> **DATASET CONTENT**:

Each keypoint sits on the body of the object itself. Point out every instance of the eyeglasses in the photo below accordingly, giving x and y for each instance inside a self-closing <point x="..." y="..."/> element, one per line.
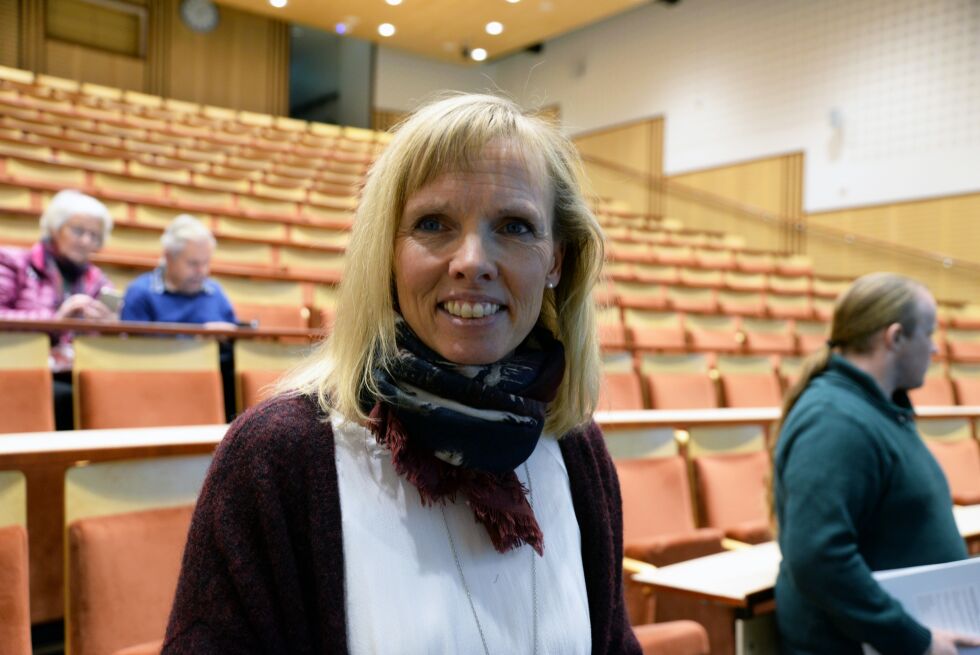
<point x="79" y="232"/>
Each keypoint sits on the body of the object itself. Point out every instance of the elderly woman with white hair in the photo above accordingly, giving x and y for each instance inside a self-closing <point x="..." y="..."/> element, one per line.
<point x="431" y="480"/>
<point x="55" y="279"/>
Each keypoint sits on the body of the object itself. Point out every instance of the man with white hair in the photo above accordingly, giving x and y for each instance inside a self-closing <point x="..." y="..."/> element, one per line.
<point x="179" y="290"/>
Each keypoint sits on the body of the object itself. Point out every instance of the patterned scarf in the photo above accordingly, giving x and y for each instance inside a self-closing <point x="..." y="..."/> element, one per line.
<point x="462" y="430"/>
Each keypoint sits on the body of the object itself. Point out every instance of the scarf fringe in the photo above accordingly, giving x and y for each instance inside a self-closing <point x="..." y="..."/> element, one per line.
<point x="499" y="502"/>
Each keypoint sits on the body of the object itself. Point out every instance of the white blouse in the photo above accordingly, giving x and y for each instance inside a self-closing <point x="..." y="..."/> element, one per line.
<point x="404" y="593"/>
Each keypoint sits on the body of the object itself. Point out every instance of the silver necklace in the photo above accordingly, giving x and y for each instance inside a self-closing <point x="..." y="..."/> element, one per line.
<point x="466" y="587"/>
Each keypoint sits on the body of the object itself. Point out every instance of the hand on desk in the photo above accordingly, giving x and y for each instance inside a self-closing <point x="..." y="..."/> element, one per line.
<point x="945" y="642"/>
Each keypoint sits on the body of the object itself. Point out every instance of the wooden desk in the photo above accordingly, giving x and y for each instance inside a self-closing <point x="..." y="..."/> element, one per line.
<point x="44" y="457"/>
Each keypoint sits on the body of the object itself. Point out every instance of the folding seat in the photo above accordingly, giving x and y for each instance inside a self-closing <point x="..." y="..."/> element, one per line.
<point x="797" y="306"/>
<point x="658" y="522"/>
<point x="716" y="259"/>
<point x="640" y="295"/>
<point x="655" y="274"/>
<point x="937" y="389"/>
<point x="15" y="610"/>
<point x="659" y="331"/>
<point x="748" y="381"/>
<point x="966" y="382"/>
<point x="691" y="299"/>
<point x="713" y="332"/>
<point x="829" y="287"/>
<point x="258" y="364"/>
<point x="126" y="525"/>
<point x="146" y="382"/>
<point x="730" y="471"/>
<point x="620" y="388"/>
<point x="770" y="336"/>
<point x="25" y="383"/>
<point x="952" y="443"/>
<point x="741" y="303"/>
<point x="612" y="333"/>
<point x="754" y="262"/>
<point x="811" y="335"/>
<point x="679" y="381"/>
<point x="963" y="345"/>
<point x="700" y="277"/>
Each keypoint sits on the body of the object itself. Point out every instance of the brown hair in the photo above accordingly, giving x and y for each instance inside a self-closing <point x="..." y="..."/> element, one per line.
<point x="869" y="305"/>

> **TASK TO CARRY OUT**: Repeat the data exactly, excluding the pictures.

> **SOLUTION**:
Each keypoint sits on the body of the object itself. Point out every instance of the eyeglasses in the photo below accordingly, giving x and y for each instance inside a self-closing <point x="..." y="..."/> element, one per line.
<point x="79" y="232"/>
Each keypoint sits on the body of the object itself. Point out every instance of the elderly woman with white hair in the photo above accordingly, giving x and y for each instance inside a self-closing <point x="..." y="..."/> element, one per line.
<point x="431" y="480"/>
<point x="55" y="279"/>
Each keypoint sits on the body of the object itself. Point out every instance of the man with white hair in the photo above accordingly, giving x and y for each instance inside a self-closing <point x="..." y="..."/> element, one per line.
<point x="179" y="290"/>
Each keypoint sits on the body of the object itself. Point out every instance of the patterned scarf in the photo above accordingly, giving x and y for each instance inside a self-closing <point x="..." y="..."/> element, one per line.
<point x="462" y="430"/>
Each keypoint sits on the body of the object itself. Point out every instance of the scarf fringe in the photo above accordingly, giving x and y for each instance inside a self-closing <point x="..." y="..."/> element, one per line.
<point x="499" y="502"/>
Each keypoint sits on the body of the object itself. Point out every instance of the white blouse in the photo above accordingly, giving x and y for each instance inside a self-closing <point x="..." y="..."/> element, one per line.
<point x="404" y="593"/>
Each keypoint sits on the body of the object itself. Point out every instance of the silver necklace in the photo above accordingly, giving x and y for each instance inside a self-closing <point x="..." y="..."/> element, one per line.
<point x="466" y="587"/>
Each keypoint sits on the body of the object itself. Point out every instance of the hand on desk in the photo above accordingly, giving x and y for each instance inside a self-closing <point x="..." y="..."/> element, one per line.
<point x="945" y="642"/>
Each keypoint sits on the body of the object itself. Point out every instance of the wooden desk in the photo above accordingly, giving x and y for each instance inside a self-closing <point x="..." y="..."/> element, one per line.
<point x="44" y="457"/>
Each keypoint sits on the body of the object itself. Point out every instance of the folding seat in the photo above accordingly, giving x and y for each instance inside a self-closing <point x="..." y="..."/> element, one per line.
<point x="797" y="306"/>
<point x="658" y="522"/>
<point x="716" y="259"/>
<point x="640" y="295"/>
<point x="655" y="274"/>
<point x="937" y="389"/>
<point x="15" y="610"/>
<point x="659" y="331"/>
<point x="748" y="381"/>
<point x="966" y="382"/>
<point x="691" y="299"/>
<point x="713" y="332"/>
<point x="829" y="287"/>
<point x="258" y="364"/>
<point x="126" y="525"/>
<point x="146" y="382"/>
<point x="730" y="471"/>
<point x="620" y="388"/>
<point x="770" y="336"/>
<point x="25" y="383"/>
<point x="952" y="443"/>
<point x="741" y="303"/>
<point x="612" y="333"/>
<point x="754" y="262"/>
<point x="811" y="335"/>
<point x="679" y="381"/>
<point x="963" y="345"/>
<point x="700" y="277"/>
Each keypoint sits on the body of the object itself. Point out every instance of the brown hair in the photo above accordingly, giving x and y for each instance inside a self-closing <point x="..." y="..."/> element, one per line.
<point x="869" y="305"/>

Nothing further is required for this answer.